Exercise passage –

-=-=-

If you think this article is about the "wrong" keto diet, please read this FAQ before posting. |
- Isn't this the trendy keto diet that's in the news?
- No. The typical minimum fat content for most kids on this diet is more than the maximum fat content for adults who are on the very most extreme keto diets for weight loss and other goals. Most adults on a "keto" diet plan for 60% to 80% of calories from fat (and then they cheat). Most kids on this diet get 90% of their calories from fat (80% of their food by weight), and cheating has potentially deadly consequences. The sample menu shown at Ketogenic diet#Classic contains about 150 grams of fat, 25 grams of protein, and 10 grams of carbohydrates (including fiber). The very low-carbohydrate ketogenic diet typically recommends up to 50 grams of total carbohydrates per day, with 50 to 100 grams of protein.
- Why doesn't this article talk about weight-loss or bodybuilding diets? Bodybuilders call their diets "ketogenic".
- Any diet that metabolizes any fat at all is "ketogenic", because ketones are the natural, unavoidable metabolic byproduct of eating fat. Even everyday, normal diets are "ketogenic" at some level. This article is not about weight loss or body building, which produce higher levels of ketones than typical diets, but far lower levels than this medically supervised treatment for epilepsy. The average diet for epilepsy usually produces 150% of the ketones that even an extreme diet for weight loss or bodybuilding does. If you are interested in those diets, please read Low-carbohydrate diet.
- Why doesn't this article talk about Inuit dietary practices? They ate a lot of fat during part of the year.
- This article is not about the Inuit diet. This article is only about the medical diet for treating epilepsy. The diet for epilepsy eats far more fat than even the highest estimates for the Inuit diet. The Inuit diet is estimated to have included high levels of fat, amounting to 25% to 35% of the food by weight. A typical diet to treat epilepsy is 80% fat by weight, which is more than double the amount in the Inuit diet.
- Lots of diets have been called "ketogenic" since 2015. Why did you pick this name for an epilepsy treatment?
- The process for writing articles on Wikipedia is:
- Pick a subject – in this case, an extremely strict dietary treatment for epilepsy.
- Look at high-quality reliable sources about your subject to identify possible names for the subject – in this case, "ketogenic diet" is the most widely used name for this treatment for epilepsy, and has been for the last century.
- Determine whether the common name used by sources is already used for another article – it wasn't, so we used it. Note that this article was named in 2004, a full decade before the "keto" diet trend started.

-=-=-

Extracted information –
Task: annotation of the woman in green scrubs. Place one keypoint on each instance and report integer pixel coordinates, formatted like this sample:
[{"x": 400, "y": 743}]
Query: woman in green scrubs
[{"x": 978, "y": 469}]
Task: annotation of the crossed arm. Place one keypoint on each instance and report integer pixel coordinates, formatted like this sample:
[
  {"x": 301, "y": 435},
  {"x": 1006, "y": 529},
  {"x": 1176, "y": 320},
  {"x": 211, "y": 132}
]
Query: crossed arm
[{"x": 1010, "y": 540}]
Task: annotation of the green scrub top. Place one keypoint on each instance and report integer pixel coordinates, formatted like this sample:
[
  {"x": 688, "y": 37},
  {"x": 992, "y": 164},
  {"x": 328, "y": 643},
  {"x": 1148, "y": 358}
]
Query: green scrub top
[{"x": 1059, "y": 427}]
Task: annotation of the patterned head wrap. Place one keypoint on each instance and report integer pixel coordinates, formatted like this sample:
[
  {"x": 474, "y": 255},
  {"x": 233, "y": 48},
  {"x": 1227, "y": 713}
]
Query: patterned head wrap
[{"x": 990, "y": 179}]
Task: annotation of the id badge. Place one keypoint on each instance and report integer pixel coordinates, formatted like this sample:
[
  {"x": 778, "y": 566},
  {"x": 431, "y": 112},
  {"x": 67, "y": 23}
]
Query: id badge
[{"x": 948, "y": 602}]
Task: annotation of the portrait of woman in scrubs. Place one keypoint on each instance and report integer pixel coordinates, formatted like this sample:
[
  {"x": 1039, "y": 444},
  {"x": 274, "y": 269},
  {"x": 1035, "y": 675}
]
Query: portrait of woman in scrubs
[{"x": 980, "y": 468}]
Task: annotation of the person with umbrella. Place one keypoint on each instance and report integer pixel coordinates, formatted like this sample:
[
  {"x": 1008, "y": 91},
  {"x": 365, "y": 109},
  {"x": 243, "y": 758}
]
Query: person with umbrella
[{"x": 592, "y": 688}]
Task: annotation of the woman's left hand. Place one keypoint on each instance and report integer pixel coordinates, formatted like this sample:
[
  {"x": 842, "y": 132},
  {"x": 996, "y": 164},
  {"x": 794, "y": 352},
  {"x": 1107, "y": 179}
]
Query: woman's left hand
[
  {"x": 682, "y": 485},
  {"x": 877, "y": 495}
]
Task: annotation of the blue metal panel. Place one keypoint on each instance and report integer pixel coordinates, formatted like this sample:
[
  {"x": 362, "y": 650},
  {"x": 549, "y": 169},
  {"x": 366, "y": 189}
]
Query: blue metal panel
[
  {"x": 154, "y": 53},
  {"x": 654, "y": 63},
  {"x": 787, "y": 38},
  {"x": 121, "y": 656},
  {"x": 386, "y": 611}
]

-=-=-

Task set –
A – From the ketogenic diet FAQ, reproduce the passage starting with "- Any diet that" and going on through "read Low-carbohydrate diet.".
B – Answer these questions using the ketogenic diet FAQ:
(i) What share of their calories do most kids on this diet get from fat?
(ii) How much of the Inuit diet's food by weight is fat estimated to have been?
(iii) In what year was the article named?

Solutions –
A –
- Any diet that metabolizes any fat at all is "ketogenic", because ketones are the natural, unavoidable metabolic byproduct of eating fat. Even everyday, normal diets are "ketogenic" at some level. This article is not about weight loss or body building, which produce higher levels of ketones than typical diets, but far lower levels than this medically supervised treatment for epilepsy. The average diet for epilepsy usually produces 150% of the ketones that even an extreme diet for weight loss or bodybuilding does. If you are interested in those diets, please read Low-carbohydrate diet.

B –
(i) 90%
(ii) 25% to 35%
(iii) 2004